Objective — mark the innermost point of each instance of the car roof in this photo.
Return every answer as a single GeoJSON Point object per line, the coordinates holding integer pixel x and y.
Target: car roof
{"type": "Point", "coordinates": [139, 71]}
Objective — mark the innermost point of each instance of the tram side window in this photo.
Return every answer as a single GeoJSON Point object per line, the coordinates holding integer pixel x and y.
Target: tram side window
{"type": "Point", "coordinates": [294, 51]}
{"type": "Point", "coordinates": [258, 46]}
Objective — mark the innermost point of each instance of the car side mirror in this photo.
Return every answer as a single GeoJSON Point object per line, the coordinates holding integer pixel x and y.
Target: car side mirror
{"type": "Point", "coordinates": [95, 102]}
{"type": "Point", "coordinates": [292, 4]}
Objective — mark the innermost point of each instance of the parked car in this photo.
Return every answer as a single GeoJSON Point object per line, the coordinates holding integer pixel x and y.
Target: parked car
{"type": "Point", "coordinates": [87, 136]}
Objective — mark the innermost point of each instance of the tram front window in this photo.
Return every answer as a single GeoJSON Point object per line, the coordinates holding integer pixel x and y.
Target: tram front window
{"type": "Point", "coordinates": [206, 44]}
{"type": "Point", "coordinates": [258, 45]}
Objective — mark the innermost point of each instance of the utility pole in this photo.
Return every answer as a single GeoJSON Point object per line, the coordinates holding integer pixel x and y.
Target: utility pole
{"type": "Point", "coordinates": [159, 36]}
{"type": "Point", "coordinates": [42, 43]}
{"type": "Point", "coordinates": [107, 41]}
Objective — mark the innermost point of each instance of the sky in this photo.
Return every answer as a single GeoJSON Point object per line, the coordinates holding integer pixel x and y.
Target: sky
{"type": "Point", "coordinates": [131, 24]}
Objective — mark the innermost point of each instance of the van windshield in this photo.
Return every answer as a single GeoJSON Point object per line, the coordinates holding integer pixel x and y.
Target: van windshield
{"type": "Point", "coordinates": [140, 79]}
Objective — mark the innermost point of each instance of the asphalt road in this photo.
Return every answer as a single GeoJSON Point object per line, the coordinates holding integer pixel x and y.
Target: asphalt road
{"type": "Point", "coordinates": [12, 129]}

### TASK PROMPT
Every line that contains the string "instance" should be copied from the records.

### WORKED SOLUTION
Objective — mark the innermost point of each instance of the car roof in this photo.
Objective — mark the innermost point of each instance of the tram side window in this photo.
Objective — mark the innermost point of each instance of the car side mirror in this photo.
Objective — mark the innermost point of each instance of the parked car in this photo.
Objective — mark the innermost point of each instance of the tram front window in this photo.
Objective — mark the innermost point of each instance of the utility pole in this photo.
Objective — mark the innermost point of each instance of the sky in this photo.
Objective — mark the innermost point of each instance of the van windshield in this photo.
Objective — mark the innermost point of each instance of the asphalt road in this photo.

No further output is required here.